▽
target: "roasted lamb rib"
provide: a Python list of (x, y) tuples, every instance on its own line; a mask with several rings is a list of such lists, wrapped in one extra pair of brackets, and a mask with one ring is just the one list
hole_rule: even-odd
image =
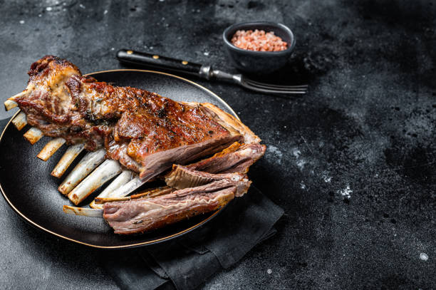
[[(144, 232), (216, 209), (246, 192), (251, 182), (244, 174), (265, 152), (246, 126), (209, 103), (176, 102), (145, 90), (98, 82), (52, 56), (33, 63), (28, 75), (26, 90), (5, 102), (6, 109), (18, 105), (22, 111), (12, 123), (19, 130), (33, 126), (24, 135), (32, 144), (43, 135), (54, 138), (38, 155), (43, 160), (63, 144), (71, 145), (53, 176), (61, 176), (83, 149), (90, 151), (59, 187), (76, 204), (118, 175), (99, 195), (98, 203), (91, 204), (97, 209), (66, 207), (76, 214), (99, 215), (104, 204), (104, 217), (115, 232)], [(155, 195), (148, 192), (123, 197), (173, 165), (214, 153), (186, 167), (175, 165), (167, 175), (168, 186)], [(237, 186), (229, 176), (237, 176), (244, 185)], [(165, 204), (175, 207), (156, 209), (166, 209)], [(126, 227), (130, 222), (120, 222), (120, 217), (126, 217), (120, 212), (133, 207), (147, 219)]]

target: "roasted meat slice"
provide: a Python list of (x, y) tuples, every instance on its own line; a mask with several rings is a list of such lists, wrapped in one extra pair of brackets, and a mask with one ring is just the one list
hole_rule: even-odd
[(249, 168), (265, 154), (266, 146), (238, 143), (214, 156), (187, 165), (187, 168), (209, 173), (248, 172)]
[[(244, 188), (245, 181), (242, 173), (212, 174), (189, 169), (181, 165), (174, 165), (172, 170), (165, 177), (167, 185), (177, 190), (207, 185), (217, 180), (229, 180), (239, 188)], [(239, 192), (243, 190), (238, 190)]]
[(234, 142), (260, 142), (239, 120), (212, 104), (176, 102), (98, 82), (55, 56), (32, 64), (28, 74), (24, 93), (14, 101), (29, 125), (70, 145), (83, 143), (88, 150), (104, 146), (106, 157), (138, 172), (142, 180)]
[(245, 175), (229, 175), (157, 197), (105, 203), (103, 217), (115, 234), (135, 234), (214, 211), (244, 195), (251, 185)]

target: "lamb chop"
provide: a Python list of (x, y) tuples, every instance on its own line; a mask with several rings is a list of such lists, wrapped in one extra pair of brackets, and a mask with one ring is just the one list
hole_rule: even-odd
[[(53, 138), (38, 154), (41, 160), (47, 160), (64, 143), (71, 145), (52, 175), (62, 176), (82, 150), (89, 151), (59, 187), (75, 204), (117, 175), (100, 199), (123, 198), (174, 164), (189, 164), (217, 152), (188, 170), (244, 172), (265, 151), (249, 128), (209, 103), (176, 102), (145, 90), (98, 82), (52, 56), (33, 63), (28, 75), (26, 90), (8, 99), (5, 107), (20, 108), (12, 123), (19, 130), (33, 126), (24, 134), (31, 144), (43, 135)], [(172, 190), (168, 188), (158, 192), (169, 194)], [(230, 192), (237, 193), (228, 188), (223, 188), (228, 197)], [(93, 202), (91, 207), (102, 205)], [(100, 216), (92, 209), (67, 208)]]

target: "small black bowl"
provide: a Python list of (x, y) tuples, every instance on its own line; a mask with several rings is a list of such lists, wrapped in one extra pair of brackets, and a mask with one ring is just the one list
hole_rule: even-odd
△
• [Work required]: Reproduce the records word for word, starting at their first line and stopping after the line that contains "207), (147, 219)]]". Leave the pictures out of your copy.

• [Finished exercise]:
target: "roasted lamb rib"
provide: a Python list of (x, y) tuples, every instance on its own line; a mask with several rings is a list of such lists, wrapped in one extra pair of brackets, and a mask with one ring is just the one list
hole_rule: even-odd
image =
[[(144, 232), (216, 209), (246, 192), (251, 182), (244, 174), (265, 152), (246, 126), (209, 103), (176, 102), (145, 90), (98, 82), (52, 56), (33, 63), (28, 75), (26, 90), (5, 102), (6, 109), (18, 105), (22, 111), (12, 123), (19, 130), (33, 126), (24, 135), (32, 144), (43, 135), (54, 138), (38, 155), (43, 160), (63, 144), (71, 145), (53, 176), (61, 176), (83, 149), (90, 151), (59, 187), (76, 204), (118, 175), (99, 195), (98, 203), (91, 204), (97, 209), (66, 207), (76, 214), (99, 215), (104, 204), (104, 217), (115, 232)], [(155, 195), (148, 192), (123, 197), (173, 165), (214, 153), (186, 167), (175, 165), (167, 175), (168, 186)], [(237, 186), (229, 176), (237, 176), (244, 185)], [(165, 204), (175, 207), (156, 209), (166, 209)], [(126, 227), (130, 222), (120, 222), (120, 217), (126, 217), (120, 212), (133, 207), (147, 219)]]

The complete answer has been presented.